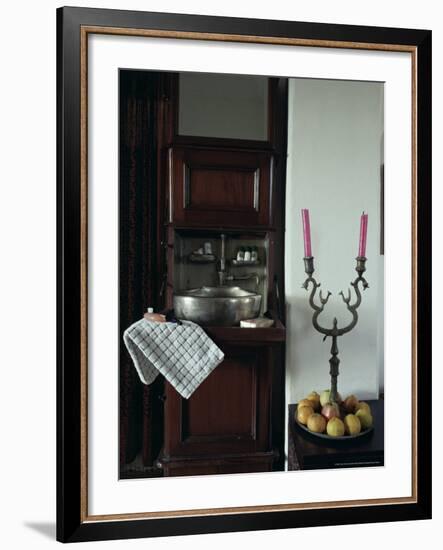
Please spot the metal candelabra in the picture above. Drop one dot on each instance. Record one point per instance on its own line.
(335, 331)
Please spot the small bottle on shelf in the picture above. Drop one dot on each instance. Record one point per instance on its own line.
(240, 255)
---
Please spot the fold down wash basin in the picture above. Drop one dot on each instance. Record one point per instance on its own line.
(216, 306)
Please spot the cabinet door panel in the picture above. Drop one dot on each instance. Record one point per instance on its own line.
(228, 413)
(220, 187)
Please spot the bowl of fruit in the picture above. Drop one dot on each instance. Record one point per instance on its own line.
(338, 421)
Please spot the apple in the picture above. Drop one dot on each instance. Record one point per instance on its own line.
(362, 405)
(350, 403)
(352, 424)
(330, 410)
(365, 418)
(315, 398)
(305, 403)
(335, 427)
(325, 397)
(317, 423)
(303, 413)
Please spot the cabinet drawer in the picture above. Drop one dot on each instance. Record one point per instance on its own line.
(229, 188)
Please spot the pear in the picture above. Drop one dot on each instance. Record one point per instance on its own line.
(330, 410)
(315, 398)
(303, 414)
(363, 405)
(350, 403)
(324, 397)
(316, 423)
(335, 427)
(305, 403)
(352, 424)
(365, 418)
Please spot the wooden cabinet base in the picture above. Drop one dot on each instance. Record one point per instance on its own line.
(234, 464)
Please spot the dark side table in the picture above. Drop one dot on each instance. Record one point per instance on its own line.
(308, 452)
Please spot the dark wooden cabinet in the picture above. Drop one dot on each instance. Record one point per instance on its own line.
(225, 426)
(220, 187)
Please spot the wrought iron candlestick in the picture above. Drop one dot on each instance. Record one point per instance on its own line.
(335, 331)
* * *
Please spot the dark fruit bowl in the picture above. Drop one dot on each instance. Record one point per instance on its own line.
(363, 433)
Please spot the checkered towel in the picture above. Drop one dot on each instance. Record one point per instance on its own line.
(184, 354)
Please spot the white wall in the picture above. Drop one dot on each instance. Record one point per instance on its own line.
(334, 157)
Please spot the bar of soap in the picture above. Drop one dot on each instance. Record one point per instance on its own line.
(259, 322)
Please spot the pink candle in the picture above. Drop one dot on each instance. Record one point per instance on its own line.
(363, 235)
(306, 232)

The exercise: Show each line of the entries above that contains the word "wooden", copying every such line in full.

Response to the task:
Please spot the wooden cabinet base in the picture above. Drop one dot on each instance. Record one point per instance on its own line.
Please spot the dark wooden cabinet in the picture above. Drop one dot on each instance. Record one point per instance on its own line.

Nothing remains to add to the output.